Request:
Duplicate the lines from the line with "Look at the following image and locate every green" up to and including the line with "0,0 -> 540,130", and leave the pictures out.

━━━━━━━━━━━━━━━━━━━━━━━━━━━━━━

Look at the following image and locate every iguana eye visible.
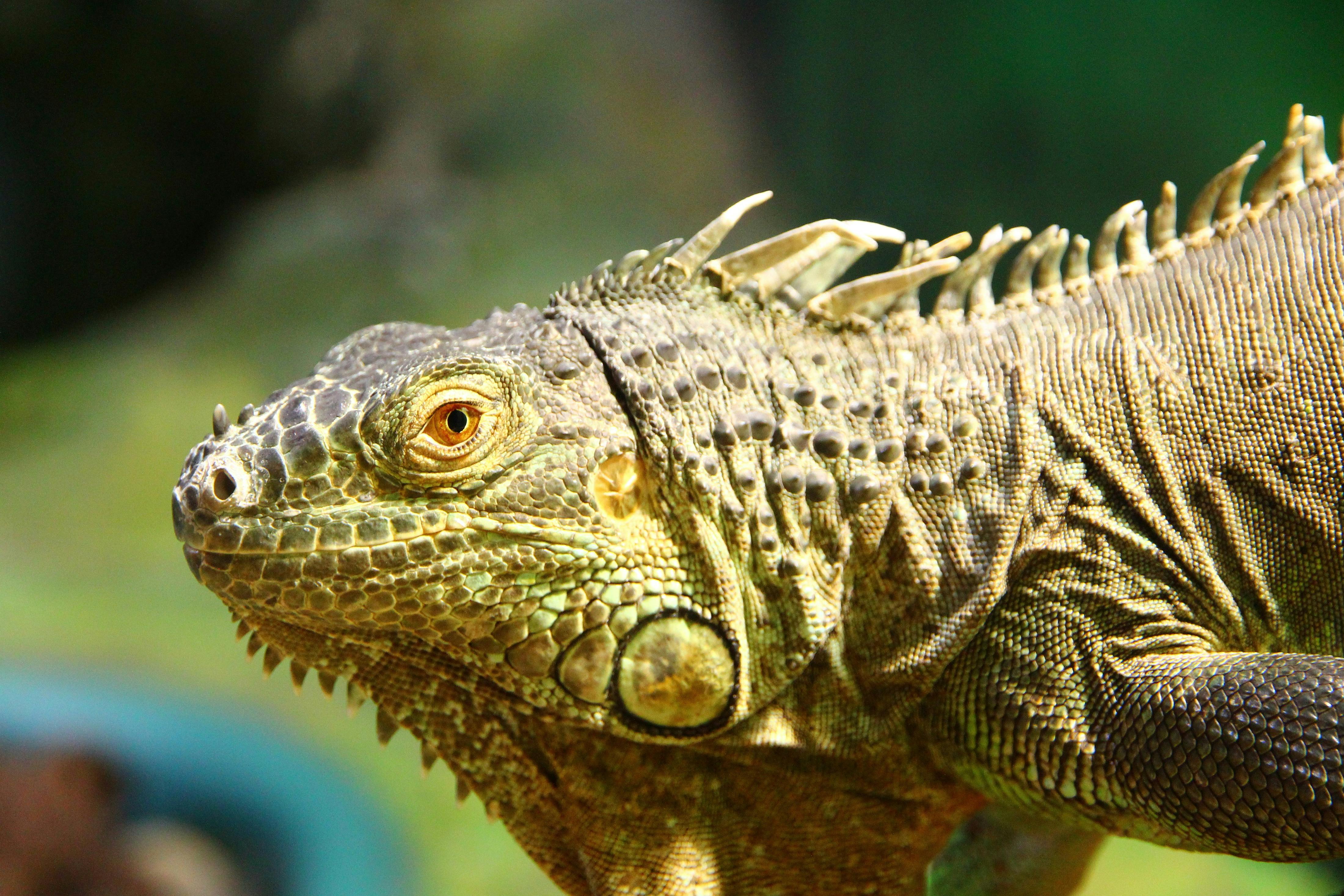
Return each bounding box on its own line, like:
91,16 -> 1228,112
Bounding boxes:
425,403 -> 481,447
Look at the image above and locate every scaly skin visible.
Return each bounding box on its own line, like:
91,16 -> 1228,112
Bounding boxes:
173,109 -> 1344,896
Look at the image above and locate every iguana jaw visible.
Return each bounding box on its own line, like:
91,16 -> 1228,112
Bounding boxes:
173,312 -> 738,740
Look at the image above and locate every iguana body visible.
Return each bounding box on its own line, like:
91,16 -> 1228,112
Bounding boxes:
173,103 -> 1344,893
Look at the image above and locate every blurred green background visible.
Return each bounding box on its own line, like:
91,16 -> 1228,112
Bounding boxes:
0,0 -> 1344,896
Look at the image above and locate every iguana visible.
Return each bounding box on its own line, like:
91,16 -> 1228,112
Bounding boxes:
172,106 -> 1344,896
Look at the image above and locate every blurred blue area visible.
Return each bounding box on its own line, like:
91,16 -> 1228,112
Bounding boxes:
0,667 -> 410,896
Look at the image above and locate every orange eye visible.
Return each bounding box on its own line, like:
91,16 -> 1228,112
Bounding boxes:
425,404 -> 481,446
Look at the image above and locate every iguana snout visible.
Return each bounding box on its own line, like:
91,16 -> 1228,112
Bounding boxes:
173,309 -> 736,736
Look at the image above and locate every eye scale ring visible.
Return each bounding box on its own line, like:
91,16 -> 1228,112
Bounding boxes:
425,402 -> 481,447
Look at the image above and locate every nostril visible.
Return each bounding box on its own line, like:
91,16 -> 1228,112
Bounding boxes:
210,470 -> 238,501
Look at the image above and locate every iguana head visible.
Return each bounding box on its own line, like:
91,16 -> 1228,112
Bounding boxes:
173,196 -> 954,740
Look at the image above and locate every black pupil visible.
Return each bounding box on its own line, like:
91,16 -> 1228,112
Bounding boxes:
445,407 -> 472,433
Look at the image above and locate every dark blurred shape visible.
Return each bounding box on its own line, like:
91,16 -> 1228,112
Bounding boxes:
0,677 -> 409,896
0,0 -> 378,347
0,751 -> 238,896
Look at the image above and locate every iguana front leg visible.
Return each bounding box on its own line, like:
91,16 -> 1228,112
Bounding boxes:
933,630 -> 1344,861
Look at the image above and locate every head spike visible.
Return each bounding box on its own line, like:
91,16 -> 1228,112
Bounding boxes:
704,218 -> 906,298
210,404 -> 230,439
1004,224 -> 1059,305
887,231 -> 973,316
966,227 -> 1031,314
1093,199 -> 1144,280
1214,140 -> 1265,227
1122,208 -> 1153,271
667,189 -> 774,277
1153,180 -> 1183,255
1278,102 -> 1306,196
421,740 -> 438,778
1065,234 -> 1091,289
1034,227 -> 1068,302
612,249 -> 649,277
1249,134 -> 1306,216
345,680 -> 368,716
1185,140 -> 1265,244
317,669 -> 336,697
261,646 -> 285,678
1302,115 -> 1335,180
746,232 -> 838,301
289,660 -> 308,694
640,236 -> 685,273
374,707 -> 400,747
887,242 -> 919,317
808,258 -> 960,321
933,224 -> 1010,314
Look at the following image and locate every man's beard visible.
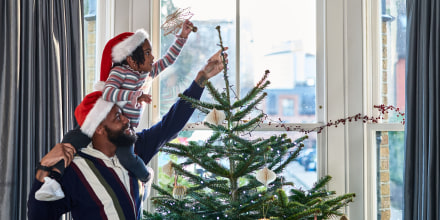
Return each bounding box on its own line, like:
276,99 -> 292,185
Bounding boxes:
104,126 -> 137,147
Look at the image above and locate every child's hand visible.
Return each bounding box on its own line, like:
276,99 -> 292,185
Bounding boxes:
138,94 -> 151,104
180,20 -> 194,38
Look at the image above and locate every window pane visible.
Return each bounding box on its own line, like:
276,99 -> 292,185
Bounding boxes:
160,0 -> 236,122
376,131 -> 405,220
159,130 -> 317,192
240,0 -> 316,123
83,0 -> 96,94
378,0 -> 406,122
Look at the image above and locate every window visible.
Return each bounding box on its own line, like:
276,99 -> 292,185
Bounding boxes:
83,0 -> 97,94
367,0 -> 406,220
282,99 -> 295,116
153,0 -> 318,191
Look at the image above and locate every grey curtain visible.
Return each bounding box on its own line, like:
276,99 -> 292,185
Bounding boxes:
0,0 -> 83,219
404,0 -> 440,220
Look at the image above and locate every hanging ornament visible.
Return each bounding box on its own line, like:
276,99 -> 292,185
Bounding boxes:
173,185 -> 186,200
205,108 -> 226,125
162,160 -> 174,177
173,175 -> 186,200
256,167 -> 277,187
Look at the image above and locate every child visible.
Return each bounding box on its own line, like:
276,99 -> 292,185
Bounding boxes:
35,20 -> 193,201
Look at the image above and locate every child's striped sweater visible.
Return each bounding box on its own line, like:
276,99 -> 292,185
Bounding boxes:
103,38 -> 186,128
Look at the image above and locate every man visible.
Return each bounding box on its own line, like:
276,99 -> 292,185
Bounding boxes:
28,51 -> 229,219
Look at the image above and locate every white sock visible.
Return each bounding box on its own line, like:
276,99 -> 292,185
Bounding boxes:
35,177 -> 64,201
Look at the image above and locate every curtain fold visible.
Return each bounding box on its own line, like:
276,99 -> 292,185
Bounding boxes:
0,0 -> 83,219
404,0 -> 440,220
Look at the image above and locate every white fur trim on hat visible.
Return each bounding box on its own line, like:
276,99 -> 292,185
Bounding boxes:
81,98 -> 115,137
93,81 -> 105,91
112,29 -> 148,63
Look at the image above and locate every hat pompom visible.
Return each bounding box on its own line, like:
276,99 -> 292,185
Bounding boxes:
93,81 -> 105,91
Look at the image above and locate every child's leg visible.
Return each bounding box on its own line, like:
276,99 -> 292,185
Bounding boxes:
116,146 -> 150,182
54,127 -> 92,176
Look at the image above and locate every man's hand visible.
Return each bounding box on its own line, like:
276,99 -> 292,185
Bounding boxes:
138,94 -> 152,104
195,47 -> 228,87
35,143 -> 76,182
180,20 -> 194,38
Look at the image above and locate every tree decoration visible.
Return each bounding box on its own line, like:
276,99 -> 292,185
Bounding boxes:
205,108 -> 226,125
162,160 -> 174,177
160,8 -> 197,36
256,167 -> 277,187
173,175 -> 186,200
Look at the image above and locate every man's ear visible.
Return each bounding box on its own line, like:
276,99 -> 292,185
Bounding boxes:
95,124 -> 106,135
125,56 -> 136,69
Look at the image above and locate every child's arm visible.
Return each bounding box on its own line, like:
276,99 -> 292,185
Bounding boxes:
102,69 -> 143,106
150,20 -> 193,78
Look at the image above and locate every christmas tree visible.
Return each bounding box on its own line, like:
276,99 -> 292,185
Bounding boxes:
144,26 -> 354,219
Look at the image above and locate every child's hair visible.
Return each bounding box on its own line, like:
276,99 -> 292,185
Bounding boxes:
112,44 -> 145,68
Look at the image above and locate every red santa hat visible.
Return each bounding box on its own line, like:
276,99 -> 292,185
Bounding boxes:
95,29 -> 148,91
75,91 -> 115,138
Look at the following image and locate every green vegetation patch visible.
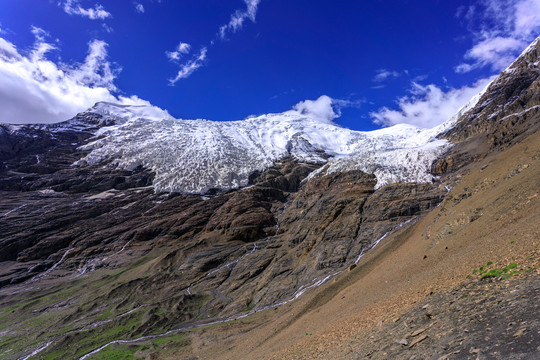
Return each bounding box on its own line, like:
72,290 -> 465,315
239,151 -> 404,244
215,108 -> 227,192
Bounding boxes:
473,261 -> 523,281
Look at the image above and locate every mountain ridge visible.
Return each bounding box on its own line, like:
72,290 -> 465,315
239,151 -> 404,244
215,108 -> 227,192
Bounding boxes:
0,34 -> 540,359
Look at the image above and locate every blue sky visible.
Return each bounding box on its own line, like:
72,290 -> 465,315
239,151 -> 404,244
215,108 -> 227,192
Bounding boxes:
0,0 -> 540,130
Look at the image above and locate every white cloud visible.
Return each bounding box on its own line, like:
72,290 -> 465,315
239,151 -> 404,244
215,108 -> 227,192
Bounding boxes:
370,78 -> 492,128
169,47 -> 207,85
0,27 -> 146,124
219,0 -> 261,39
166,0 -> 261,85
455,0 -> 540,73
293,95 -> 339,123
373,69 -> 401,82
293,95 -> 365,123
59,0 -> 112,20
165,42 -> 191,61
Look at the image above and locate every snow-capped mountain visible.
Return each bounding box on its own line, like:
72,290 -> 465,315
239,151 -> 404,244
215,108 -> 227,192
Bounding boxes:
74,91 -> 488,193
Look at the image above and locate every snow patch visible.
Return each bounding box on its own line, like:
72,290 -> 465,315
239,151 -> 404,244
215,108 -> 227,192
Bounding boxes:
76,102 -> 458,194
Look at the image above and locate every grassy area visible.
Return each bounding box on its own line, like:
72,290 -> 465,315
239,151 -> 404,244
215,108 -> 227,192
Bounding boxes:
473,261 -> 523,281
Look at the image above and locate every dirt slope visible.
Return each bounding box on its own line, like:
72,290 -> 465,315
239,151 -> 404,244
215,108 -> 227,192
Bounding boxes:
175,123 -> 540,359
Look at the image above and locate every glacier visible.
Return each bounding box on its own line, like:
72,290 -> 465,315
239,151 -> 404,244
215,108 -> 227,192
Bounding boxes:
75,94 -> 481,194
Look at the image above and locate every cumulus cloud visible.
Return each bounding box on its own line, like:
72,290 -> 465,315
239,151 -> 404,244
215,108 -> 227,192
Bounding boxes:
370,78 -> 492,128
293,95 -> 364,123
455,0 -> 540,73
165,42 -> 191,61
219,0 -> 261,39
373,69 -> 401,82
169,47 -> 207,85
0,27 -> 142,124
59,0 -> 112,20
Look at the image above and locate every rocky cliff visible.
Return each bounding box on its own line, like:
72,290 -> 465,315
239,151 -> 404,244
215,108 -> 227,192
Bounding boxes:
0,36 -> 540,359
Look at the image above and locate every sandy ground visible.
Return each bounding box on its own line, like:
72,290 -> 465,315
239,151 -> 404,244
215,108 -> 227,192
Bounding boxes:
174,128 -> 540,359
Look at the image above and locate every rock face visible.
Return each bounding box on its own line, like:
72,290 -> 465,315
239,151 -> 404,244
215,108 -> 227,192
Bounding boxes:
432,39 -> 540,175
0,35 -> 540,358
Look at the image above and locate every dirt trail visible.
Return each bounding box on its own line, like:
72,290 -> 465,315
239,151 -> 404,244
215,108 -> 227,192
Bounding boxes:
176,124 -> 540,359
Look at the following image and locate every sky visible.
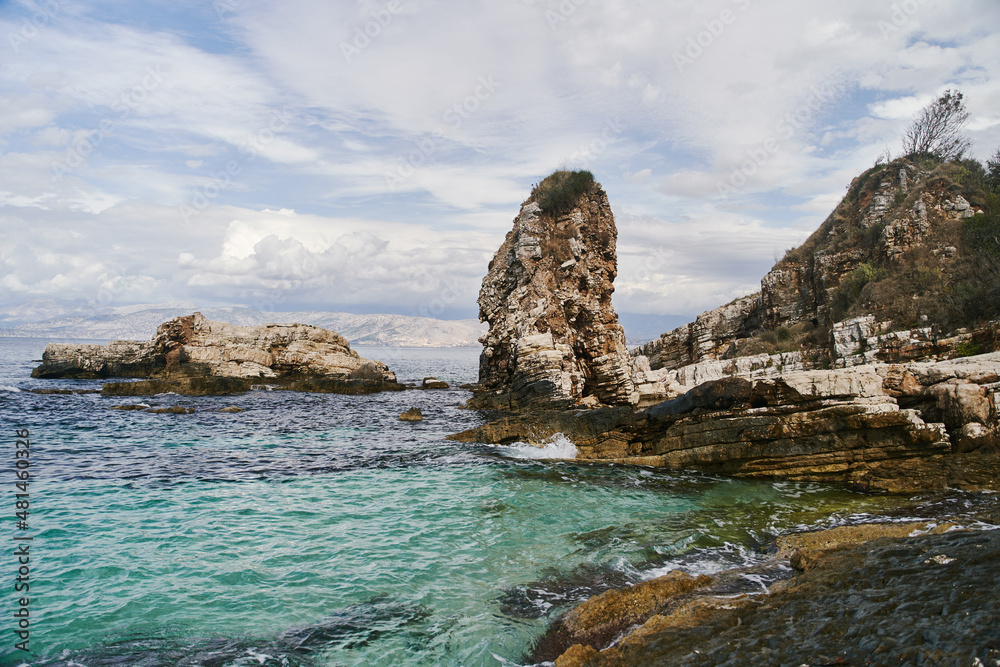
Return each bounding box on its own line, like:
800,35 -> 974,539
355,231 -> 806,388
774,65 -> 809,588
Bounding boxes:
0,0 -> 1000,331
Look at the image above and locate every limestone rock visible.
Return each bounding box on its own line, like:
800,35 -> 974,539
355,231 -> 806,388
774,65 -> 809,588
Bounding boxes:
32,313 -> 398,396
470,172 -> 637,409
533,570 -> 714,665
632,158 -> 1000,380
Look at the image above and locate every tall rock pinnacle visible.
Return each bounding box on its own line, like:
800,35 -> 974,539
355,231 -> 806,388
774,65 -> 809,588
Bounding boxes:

━━━━━━━━━━━━━━━━━━━━━━━━━━━━━━

Response to the task:
Look at the following image and locate every green vegetation patch visible.
Return each bounding box on its own line, like:
72,290 -> 465,315
239,151 -> 404,244
215,108 -> 227,192
Bounding boxes:
473,261 -> 523,281
Look at the image above and locate every mountain ridge visible.
Return each bounding box on its own line, like:
72,290 -> 465,315
239,151 -> 404,244
215,108 -> 227,192
Bounding boxes:
0,34 -> 540,359
Look at the image above and locate every blue sky visible.
Return each bounding box on its own line, like:
72,290 -> 465,315
239,151 -> 404,244
215,108 -> 227,192
Bounding boxes:
0,0 -> 540,130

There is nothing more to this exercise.